■ **WHAT THE TASK REQUIRES**
Please reproduce exactly the lines from the start of the records through the one containing "Reviewer note: confirm that each instance of the white beard", and nothing more.

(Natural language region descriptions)
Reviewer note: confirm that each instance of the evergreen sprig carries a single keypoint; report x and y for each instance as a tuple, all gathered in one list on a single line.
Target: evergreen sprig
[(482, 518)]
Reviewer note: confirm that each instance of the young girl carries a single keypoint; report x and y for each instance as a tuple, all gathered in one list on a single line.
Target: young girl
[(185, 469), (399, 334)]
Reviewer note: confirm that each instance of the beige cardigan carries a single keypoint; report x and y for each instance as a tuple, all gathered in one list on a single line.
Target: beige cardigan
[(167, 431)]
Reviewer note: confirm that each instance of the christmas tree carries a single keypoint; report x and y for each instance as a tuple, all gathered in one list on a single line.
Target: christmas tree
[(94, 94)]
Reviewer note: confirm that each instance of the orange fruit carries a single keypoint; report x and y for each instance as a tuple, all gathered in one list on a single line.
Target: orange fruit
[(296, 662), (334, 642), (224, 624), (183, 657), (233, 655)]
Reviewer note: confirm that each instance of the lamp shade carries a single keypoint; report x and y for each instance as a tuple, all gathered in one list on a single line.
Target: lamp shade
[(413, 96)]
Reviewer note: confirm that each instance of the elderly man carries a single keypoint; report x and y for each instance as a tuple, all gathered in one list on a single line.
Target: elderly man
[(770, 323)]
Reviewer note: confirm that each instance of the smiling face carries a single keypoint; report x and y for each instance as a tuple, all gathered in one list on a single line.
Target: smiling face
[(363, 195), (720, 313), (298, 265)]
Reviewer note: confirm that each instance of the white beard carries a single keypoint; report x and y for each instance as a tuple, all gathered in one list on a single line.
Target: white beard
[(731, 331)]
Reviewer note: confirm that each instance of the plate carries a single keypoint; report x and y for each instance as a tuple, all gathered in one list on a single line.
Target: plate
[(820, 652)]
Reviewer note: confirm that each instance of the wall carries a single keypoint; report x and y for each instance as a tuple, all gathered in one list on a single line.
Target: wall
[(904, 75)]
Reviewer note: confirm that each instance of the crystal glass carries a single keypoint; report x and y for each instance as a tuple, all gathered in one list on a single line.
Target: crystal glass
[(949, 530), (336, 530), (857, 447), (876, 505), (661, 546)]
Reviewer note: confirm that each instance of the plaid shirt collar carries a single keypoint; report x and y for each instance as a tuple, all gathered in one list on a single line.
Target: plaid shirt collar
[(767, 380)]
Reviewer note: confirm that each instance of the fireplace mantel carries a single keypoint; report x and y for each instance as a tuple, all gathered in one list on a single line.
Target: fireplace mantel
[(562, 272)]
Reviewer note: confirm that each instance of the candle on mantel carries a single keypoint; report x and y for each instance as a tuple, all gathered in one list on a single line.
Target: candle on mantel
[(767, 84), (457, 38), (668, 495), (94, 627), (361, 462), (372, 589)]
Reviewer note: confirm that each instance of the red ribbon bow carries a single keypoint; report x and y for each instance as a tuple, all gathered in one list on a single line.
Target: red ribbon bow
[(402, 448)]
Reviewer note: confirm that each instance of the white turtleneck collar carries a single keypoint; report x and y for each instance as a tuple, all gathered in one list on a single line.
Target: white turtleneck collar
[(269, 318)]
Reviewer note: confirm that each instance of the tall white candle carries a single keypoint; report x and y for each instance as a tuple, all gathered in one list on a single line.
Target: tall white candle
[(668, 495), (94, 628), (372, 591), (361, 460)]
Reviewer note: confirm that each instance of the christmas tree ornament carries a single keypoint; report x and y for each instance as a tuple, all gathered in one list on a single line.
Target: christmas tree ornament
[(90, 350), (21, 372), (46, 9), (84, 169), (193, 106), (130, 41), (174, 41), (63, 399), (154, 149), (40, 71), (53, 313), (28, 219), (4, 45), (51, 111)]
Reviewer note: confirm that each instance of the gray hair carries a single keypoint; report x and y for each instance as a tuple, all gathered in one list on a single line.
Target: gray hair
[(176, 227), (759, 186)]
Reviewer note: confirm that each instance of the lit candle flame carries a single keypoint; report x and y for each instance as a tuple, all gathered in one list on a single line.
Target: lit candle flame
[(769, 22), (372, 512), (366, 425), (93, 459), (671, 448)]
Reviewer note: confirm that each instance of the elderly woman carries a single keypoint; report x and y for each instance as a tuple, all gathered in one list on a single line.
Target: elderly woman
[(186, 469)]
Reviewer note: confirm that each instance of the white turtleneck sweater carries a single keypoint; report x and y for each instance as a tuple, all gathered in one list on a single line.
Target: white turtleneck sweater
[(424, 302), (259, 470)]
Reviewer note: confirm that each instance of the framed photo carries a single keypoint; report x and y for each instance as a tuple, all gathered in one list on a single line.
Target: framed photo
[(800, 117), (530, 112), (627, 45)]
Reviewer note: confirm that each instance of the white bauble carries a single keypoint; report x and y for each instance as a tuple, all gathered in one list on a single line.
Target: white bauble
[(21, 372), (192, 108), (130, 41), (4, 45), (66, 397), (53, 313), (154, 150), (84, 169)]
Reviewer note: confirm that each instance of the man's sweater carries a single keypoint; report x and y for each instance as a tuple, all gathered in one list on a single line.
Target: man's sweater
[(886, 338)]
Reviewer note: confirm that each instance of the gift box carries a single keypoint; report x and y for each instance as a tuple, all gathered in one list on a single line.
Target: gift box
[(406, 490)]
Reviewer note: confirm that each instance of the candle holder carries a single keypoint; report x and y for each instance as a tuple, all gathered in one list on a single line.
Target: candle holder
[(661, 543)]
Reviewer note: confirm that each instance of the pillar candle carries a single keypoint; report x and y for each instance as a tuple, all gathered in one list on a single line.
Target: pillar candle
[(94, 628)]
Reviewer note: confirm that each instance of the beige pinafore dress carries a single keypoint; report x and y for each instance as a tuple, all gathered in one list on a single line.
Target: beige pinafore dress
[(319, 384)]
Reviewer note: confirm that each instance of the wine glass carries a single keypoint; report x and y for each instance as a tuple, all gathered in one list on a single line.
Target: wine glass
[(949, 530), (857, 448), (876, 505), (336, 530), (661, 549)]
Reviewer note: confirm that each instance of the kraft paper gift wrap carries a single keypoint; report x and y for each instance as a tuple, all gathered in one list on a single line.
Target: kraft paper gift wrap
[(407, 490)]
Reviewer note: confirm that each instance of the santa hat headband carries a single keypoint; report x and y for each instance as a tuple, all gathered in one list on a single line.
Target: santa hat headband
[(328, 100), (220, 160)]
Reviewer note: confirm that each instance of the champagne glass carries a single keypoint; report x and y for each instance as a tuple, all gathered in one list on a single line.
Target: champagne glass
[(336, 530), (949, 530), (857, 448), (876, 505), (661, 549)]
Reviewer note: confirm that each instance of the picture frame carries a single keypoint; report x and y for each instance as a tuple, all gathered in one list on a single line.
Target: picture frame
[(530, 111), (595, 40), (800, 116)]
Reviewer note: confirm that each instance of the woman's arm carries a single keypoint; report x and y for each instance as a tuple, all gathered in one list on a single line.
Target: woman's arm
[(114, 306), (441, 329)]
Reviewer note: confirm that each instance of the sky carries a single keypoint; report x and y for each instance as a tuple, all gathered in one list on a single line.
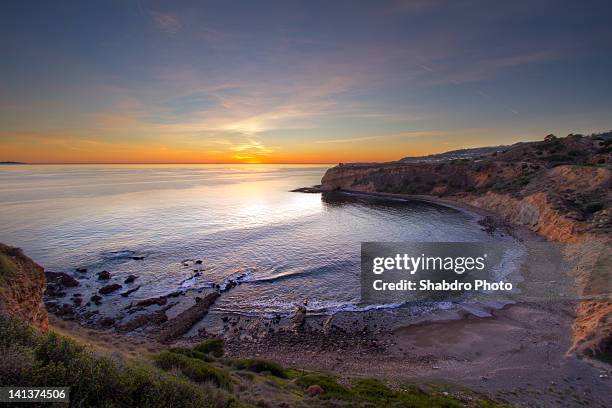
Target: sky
[(140, 81)]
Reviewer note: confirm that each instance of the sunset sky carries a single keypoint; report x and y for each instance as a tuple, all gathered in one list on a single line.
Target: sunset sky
[(137, 81)]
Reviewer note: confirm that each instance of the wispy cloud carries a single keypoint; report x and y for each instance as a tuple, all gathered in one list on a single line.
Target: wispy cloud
[(167, 22)]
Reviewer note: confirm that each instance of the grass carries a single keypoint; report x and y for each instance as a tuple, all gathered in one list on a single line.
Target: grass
[(194, 368), (32, 359), (185, 377), (260, 366), (211, 346), (7, 267)]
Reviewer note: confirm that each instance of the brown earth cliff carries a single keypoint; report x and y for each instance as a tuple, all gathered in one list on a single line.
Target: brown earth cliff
[(559, 188), (22, 283)]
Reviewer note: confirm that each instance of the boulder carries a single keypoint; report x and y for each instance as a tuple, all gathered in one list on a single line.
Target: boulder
[(61, 278), (130, 279), (105, 290), (299, 317), (104, 275), (314, 390), (129, 292)]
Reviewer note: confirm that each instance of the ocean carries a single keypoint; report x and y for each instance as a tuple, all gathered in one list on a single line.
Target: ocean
[(238, 220)]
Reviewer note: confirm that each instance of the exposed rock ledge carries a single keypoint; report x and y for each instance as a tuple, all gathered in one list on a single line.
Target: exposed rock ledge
[(22, 283), (528, 185)]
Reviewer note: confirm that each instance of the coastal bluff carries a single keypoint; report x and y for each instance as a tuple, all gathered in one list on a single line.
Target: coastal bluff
[(22, 284), (559, 188)]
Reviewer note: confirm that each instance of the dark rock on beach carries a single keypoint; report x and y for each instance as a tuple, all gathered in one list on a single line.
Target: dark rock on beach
[(104, 275), (129, 292), (181, 324), (106, 322), (313, 189), (161, 300), (105, 290), (61, 278), (299, 317), (130, 279)]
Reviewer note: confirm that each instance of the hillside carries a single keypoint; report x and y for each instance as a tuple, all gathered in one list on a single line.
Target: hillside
[(558, 187), (153, 375)]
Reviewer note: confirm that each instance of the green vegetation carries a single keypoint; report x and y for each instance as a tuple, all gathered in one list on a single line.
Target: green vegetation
[(211, 346), (7, 267), (184, 377), (31, 359), (260, 366), (194, 368)]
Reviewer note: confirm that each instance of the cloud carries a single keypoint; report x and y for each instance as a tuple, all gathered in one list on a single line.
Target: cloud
[(406, 134), (167, 22)]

■ **ANSWER TO THE PROBLEM**
Reviewer note: confirm that each instance of the evergreen sprig carries a single keypoint; report x and y for each instance as a tuple, all gathered in one list on a single line.
Target: evergreen sprig
[(482, 518)]
Reviewer note: confirm that each instance of the young girl carries a single keypoint; report x and y for each instance as a tuple, all gathered in one list on a single line.
Target: young girl
[(185, 469), (399, 334)]
Reviewer note: confirm that each instance of the beige cardigan carries a single keypoint; report x and y for each instance as a tuple, all gathered in one list on a single line.
Target: beige cardigan
[(167, 431)]
Reviewer note: confirm that each instance of the christmas tree carries a single keypoint; report x and y for each instance as a tuple, all gathered in one list on a single line.
Target: christmas tree
[(94, 94)]
Reviewer note: confirm that each instance of the orange fruit carries a single keypoint; report x and y for each instance as a tuple, all gathered in one list on a single line.
Target: orange fruit
[(296, 662), (334, 642), (224, 624), (183, 657), (233, 655)]
Reviewer note: confirm that each instance of the lamp shade carries a single keypoint; report x and y for each instance as a tuple, all gathered in one list on a single line.
Target: lamp shade
[(413, 96)]
Reviewer note: confirm that each instance of the elderly man carries a single keypoint; report x and y for each instance as a tuple, all gathered in one list on a single line.
Target: elderly man
[(770, 323)]
Reviewer note: confirm that each instance of the smiling face carries a single keypoint; report x and y for each instance as a tuple, all gathered in one list on a single line.
Target: smiling face
[(363, 195), (720, 313), (298, 265)]
Reviewer note: confirm that each instance of the white beard carries a single keypoint; report x and y for each instance as a tuple, all gathered in one list on a single line.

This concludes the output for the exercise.